(To do): Print the records below exactly as they appear.

------

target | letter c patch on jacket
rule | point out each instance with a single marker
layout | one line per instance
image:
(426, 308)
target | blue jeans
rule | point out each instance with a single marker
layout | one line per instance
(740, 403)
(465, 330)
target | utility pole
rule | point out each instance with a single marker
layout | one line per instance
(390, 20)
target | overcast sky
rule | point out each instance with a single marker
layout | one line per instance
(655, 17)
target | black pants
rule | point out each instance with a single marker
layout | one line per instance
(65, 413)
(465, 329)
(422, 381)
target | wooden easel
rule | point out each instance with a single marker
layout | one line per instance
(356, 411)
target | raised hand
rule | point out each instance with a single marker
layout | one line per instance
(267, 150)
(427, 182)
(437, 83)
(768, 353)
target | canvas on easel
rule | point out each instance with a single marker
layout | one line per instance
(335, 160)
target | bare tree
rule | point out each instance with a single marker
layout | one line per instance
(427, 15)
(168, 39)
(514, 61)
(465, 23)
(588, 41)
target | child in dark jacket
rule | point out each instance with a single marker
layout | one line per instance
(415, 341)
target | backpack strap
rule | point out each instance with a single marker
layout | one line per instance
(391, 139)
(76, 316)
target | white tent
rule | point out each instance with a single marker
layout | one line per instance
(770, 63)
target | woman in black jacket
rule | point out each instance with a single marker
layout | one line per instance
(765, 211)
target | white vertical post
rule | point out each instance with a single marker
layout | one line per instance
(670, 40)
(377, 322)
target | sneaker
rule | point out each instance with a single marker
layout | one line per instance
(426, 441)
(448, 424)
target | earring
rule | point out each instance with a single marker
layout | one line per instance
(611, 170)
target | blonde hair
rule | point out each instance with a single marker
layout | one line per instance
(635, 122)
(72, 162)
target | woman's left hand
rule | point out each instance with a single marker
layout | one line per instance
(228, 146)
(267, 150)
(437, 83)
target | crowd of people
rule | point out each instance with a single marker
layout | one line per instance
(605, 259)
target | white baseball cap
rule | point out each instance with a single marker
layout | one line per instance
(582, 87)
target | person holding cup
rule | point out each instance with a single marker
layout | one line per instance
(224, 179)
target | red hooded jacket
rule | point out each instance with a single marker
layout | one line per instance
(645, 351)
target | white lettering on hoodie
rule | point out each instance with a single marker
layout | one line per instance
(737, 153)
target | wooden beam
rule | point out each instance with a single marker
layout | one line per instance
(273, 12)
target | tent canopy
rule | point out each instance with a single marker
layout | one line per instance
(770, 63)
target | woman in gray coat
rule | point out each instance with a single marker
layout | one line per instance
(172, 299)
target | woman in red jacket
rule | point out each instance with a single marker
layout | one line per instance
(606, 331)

------

(Task result):
target | letter c patch on jacket
rule | point out each instance with a single marker
layout | one line per instance
image:
(426, 308)
target | blue jeans
rule | point out each instance with a single marker
layout | one line per instance
(740, 403)
(465, 330)
target | utility pole
rule | point out each instance with a single marker
layout | one line per instance
(390, 20)
target | overcast sky
rule | point out each instance with a single marker
layout | one line per instance
(655, 17)
target | black pants
rule | point out each instance with a single marker
layout | one line per instance
(65, 413)
(465, 329)
(422, 381)
target | wooden easel
rule | point out each instance with a single marker
layout | one line per instance
(356, 411)
target | raised hand
rule | point out each instance with a single marker
layout | one line per instance
(267, 150)
(427, 182)
(437, 83)
(768, 353)
target | canvas on easel
rule | point out each instance with a single marker
layout | one line per instance
(335, 160)
target | bare tree
rule | point out each instance with a single marker
layout | one line per instance
(427, 15)
(168, 39)
(514, 61)
(465, 23)
(588, 41)
target | child in dark jacket
rule | point out each instance with a single marker
layout | one line per instance
(415, 341)
target | backpack strap
rule | point out each instance with a single marker
layout | one line per instance
(391, 139)
(76, 316)
target | white tent
rule | point out each instance with a single marker
layout | one line per instance
(770, 63)
target | woman in black jacket
rule | point out each instance with a single marker
layout | one line per instance
(765, 211)
target | white vertical post
rule | point out each instance with a single marker
layout | one line per instance
(670, 40)
(377, 322)
target | sneaker
rule | point out each instance with a single marker
layout | one line per instance
(426, 441)
(448, 424)
target | earring
rule | point out each instance with a single marker
layout | one line per instance
(611, 170)
target | blonde hair
rule | point out each instance with a single marker
layout | one line per instance
(635, 122)
(72, 162)
target | woman's left hand
rule | point out each instance with a single marker
layout | one line per instance
(228, 146)
(267, 150)
(437, 83)
target | crowd of people
rule | point out each instance with a single marker
layout | one line per instance
(605, 259)
target | white baseball cap
rule | point out each instance with a single marker
layout | one line per instance
(582, 87)
target | person holding cup
rule | point out each instance with a single marker
layout | one line per instance
(224, 179)
target | red hooded jacket
rule | point out each instance with a single marker
layout | one line per instance
(645, 351)
target | white lettering on hoodie
rule | point out each instance with a single marker
layout | one line per instance
(737, 153)
target | wooden beam
rule | point out each instance with a single marker
layout | one line per instance
(273, 12)
target | tent canopy
rule | point out each instance with a single marker
layout | one line per instance
(770, 63)
target | woman in gray coat
rule | point out each instance with a single marker
layout | one line per instance
(172, 299)
target | woman in red jacket
rule | point out each instance with a single marker
layout | one line per instance
(606, 331)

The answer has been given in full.